'''
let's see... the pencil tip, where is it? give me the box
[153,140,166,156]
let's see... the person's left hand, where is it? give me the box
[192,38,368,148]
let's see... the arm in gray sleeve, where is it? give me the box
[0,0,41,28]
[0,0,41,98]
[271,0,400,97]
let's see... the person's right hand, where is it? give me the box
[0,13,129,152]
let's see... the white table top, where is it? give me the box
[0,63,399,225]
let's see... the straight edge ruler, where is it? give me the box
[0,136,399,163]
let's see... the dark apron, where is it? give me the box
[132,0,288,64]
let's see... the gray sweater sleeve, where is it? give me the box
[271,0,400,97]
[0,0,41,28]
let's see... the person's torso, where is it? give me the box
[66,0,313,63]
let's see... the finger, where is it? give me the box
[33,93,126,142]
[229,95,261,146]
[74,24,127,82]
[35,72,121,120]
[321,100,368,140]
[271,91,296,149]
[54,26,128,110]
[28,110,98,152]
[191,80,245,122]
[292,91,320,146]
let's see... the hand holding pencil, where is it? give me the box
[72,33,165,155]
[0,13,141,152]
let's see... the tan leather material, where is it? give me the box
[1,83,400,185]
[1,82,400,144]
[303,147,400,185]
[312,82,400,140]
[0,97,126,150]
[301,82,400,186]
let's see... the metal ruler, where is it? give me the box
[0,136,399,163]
'''
**To do**
The records above are to be repeated in full, word for word.

**Response to this exercise**
let's see... the pencil tip, where is it? give me the box
[153,140,166,156]
let's see... the person's left hand, where is it? give me the box
[192,38,368,148]
let's see... the arm in gray sleeve, where is it? give me the box
[0,0,41,28]
[0,0,41,98]
[271,0,400,97]
let's see... the person's right hand, where is it? give me the box
[0,13,129,152]
let's see... the white table top, where is it? give me the box
[0,63,399,225]
let's see... the straight edge ruler, where is it? give me the box
[0,136,399,163]
let's see... the dark apron, where is it? give me the box
[132,0,288,64]
let's see... the gray sweater sleeve, where is it? give me the box
[271,0,400,97]
[0,0,41,28]
let's see... the person's torso, where is it? give me the box
[66,0,313,63]
let's see... the finger, where is it? give me the box
[33,93,126,142]
[229,95,261,146]
[74,24,127,82]
[35,72,121,120]
[321,100,368,140]
[271,91,296,149]
[54,26,128,110]
[28,110,98,152]
[191,80,245,122]
[292,91,320,146]
let's see... the hand holding pencil, where is it? give me the box
[72,33,165,155]
[0,13,141,152]
let's see... the tan leather material, where is it? give me the box
[1,83,400,185]
[1,82,400,144]
[303,147,400,185]
[312,82,400,140]
[0,97,126,150]
[301,82,400,186]
let's see... the metal ruler, where is it? give me the box
[0,136,399,163]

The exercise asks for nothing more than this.